── LISTING

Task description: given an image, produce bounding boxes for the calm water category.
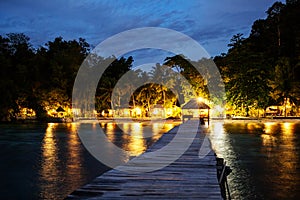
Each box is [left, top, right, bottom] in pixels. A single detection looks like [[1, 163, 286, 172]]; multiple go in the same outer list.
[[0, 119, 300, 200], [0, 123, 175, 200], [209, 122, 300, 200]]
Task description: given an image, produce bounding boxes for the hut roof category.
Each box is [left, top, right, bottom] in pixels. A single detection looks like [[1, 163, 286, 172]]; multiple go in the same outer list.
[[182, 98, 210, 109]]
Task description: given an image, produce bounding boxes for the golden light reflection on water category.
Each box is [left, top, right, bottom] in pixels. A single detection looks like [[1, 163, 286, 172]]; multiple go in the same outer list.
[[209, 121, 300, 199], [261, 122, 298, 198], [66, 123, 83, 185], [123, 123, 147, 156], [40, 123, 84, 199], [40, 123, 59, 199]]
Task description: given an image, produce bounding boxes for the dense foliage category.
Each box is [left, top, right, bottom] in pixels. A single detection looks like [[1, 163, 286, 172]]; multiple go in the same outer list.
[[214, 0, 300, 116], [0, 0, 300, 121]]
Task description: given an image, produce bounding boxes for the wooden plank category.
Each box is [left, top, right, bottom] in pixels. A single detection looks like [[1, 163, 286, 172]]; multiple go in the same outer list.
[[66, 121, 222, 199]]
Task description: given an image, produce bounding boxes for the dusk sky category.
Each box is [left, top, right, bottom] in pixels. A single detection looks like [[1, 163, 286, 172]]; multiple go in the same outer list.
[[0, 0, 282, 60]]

────

Tally the lines in the records above that contain the string "bounding", and reply with the number alone.

6